======== Material for this exercise
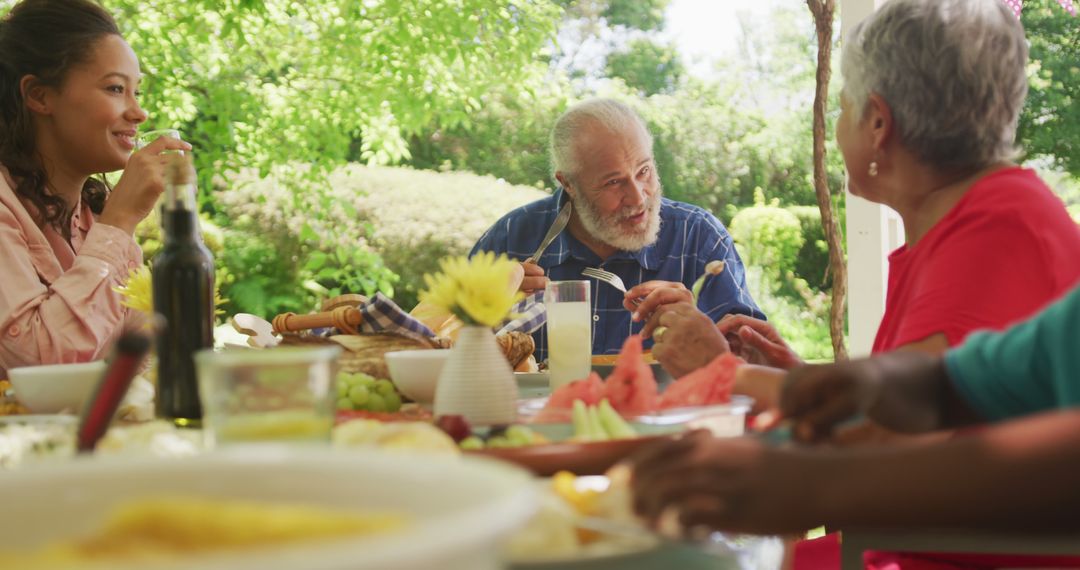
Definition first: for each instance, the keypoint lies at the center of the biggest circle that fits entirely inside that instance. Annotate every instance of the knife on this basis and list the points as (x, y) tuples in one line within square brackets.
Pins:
[(97, 414), (556, 228)]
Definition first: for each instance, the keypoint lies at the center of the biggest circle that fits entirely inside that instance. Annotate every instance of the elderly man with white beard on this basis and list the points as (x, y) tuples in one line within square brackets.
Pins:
[(602, 158)]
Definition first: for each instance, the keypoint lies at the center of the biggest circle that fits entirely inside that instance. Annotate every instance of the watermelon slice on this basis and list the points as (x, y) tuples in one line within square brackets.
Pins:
[(631, 388), (710, 384)]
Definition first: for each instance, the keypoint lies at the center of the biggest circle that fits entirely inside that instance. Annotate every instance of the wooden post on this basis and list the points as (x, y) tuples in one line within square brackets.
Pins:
[(823, 12)]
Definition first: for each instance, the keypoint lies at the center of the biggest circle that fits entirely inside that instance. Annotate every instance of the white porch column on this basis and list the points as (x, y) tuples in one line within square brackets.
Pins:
[(872, 232)]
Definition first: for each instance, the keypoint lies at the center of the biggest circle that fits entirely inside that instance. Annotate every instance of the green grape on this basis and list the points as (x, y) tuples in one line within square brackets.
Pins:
[(393, 402), (360, 396), (376, 403), (471, 443), (520, 435), (385, 388)]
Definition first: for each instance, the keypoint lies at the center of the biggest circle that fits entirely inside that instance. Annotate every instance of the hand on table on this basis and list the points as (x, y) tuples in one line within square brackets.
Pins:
[(819, 398), (725, 484), (142, 182), (532, 277), (685, 338), (645, 298), (757, 341)]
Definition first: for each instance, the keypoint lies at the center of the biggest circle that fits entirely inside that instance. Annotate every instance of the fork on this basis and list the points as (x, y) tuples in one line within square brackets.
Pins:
[(608, 277)]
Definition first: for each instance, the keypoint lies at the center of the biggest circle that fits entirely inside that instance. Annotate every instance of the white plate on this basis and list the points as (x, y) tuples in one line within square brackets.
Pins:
[(724, 420), (458, 507)]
================
- Job
Output, without any change, the lines of the records from the line containing "the white porch" up to and including the line containing "[(872, 232)]".

- Solved exercise
Definition first: for each instance, the keypoint lies at the center of the biggest circle that fits entirely inside that instance. Annotate every instance of the white porch column on this basis and list the points as (x, y) tuples in one line within square brackets.
Pins:
[(872, 232)]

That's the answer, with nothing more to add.